Material for this task:
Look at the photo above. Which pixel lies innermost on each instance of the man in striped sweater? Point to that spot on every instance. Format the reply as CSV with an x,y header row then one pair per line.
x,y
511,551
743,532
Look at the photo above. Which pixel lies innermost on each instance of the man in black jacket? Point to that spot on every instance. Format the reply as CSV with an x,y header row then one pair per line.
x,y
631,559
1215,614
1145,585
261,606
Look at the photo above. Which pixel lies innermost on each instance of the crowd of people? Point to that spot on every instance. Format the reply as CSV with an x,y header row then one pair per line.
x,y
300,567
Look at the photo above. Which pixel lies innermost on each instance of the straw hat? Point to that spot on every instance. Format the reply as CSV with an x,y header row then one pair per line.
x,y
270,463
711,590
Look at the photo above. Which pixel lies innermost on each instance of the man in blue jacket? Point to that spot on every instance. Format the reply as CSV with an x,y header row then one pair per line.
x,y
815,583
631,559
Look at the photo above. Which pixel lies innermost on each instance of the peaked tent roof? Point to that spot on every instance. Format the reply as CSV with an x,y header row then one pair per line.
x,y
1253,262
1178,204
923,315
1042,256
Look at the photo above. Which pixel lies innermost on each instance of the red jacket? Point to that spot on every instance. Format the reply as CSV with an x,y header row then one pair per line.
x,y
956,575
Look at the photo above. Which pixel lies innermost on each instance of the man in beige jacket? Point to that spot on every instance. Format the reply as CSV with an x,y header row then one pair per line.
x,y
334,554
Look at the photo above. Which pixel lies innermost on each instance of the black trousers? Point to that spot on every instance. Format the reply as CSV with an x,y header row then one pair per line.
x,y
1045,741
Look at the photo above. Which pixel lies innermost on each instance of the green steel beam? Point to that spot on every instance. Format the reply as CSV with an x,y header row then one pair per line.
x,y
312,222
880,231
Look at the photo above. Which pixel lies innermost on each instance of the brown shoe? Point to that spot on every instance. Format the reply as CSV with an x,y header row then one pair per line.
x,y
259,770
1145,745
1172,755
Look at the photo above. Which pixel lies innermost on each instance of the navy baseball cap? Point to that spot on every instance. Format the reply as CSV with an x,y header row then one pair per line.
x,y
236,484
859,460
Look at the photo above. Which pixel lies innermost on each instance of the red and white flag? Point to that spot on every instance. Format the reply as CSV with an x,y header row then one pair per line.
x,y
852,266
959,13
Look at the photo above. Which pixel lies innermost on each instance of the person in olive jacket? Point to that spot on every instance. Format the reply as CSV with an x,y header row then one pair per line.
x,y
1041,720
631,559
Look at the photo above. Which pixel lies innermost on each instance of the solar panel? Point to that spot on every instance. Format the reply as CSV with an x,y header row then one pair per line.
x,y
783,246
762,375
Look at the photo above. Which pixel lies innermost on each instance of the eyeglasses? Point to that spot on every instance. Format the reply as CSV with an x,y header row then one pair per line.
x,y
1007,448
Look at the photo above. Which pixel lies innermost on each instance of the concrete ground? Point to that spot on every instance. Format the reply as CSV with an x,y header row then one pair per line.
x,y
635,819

What the exercise asks: Transcribe all of the lines in the records precisely.

Finished exercise:
Look at the photo above. Which pixel lies innermost on each instance of the man in striped sweater? Point to that spot on every instance. Format the reply as CSV with an x,y header row then one pair per line.
x,y
511,551
743,532
Look at the photo above. Which pixel lies innermost on each instance of the man in black jacket? Point to that spot on every instance. Format the reply as CSV with an x,y header row then one pair per line.
x,y
631,559
1215,614
1145,585
261,606
Look at the photo above. Which pixel lies innermost on each instance of the crowd of people? Point to that spot on every instance. Format the reply as CSV with an x,y header row then one pair per line.
x,y
300,567
Look at the photo above. Which pixel lies innermost on each instance of the straw hat? Point to that spot on every instance. Format the reply as CSV with an x,y header row then one pair per line.
x,y
270,463
711,590
Look at the photo above. Which pixel lies innermost on each instance of the man in blue jacket? Point to that spot on every instance. Format the reply as CSV with an x,y header row then one pair per line.
x,y
815,583
631,559
Look at the photo above. Which pixel lies innermost on each instance of the peaked tent roof? Point to that spot on every instance. Format the reply as CSV with an x,y header row then one pair per line.
x,y
1253,262
1178,204
923,315
1042,256
Look at the photo above. Which pixel lies innermost on each instance of the red jacket? Point to that spot on every instance. Format the reply as CSV with an x,y header row then one pair per line.
x,y
956,575
Look at the photo above. Which pixel lies innermost on each instance of the man in beige jacket? Point to that spot on every instance. Format the reply as CSV with an x,y header row then one pair per line.
x,y
334,554
Look at the photo above. Which pixel lies innermost on each instance of the black trousers? Point to that spot on every instance. Format the reply as CSV with an x,y header row then one pair per line.
x,y
1045,741
Look at the photo above. Which pixel lies innermost on each instance of the green steel beam? Point to that spot on every instance. Format the reply as CSV with an x,y header row then one pair per line.
x,y
312,222
880,231
Look at the photo above. Which pixel lies innermost on each instance of the brown shoe? Point to that spot on every instance. Format the reply as CSV with an x,y header row then one pair per line.
x,y
259,770
1145,745
1172,755
Look at the photo above. Which pixel lies innermost on each instance of the navy baseball cap? Point to that spot on every instance. Format the reply as CSV with an x,y header row then one pair per line.
x,y
236,484
859,460
Look at the photo above. Which pixel lies innermost on each instance of the red and white flag? Point to that spot on every instance. Format the reply as CSV with an x,y header row then one pair per line.
x,y
852,266
959,13
Look at the photo above. Which pixel lies innermost on each instance of the person in olive jacket? Point to that spot on every instance. Format the reply as CSV with an x,y header row then one pair per line.
x,y
1041,720
631,559
Look at the photo above. Which pixel lies innermost on each instance of the solar panel? Point to that spot on every instance. Format the reply as CSV with an x,y header row then one pair per line.
x,y
783,246
762,375
Look at the photo above. Which pixel lies innermost on each instance of the eyeglasses? Point to that spot on every instance. Format the reply as CSV with an x,y header row then one pair per line.
x,y
1007,448
Look at the photo above. Which pixel lies innermost on each instance of the concrete ground? Point to that spot on every instance. Format the reply as CSV with an x,y header row then one pair per line.
x,y
635,819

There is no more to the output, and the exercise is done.